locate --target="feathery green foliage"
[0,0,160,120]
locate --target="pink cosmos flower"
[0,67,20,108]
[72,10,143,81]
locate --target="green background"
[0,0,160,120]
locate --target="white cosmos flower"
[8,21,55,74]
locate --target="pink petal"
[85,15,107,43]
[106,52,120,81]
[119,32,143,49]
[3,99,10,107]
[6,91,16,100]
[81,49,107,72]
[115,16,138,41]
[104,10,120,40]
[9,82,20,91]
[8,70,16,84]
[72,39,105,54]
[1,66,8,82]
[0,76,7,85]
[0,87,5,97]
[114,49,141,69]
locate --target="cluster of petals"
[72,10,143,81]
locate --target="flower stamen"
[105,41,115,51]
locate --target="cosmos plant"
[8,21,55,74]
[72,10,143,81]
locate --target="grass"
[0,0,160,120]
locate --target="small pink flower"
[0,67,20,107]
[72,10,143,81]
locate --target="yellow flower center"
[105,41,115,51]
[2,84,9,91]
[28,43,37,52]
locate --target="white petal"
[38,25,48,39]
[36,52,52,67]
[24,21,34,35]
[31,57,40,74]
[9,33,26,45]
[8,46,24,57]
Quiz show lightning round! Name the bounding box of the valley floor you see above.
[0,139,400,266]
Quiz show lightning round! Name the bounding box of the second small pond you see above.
--------------------------------------------------
Gather every line of the entries above that contains the word "Quiz".

[SOLUTION TO THE PROBLEM]
Quiz show lightning round! Name the bounding box of the valley floor you see above.
Quiz show lightning round! Name the bounding box of the second small pond you see above.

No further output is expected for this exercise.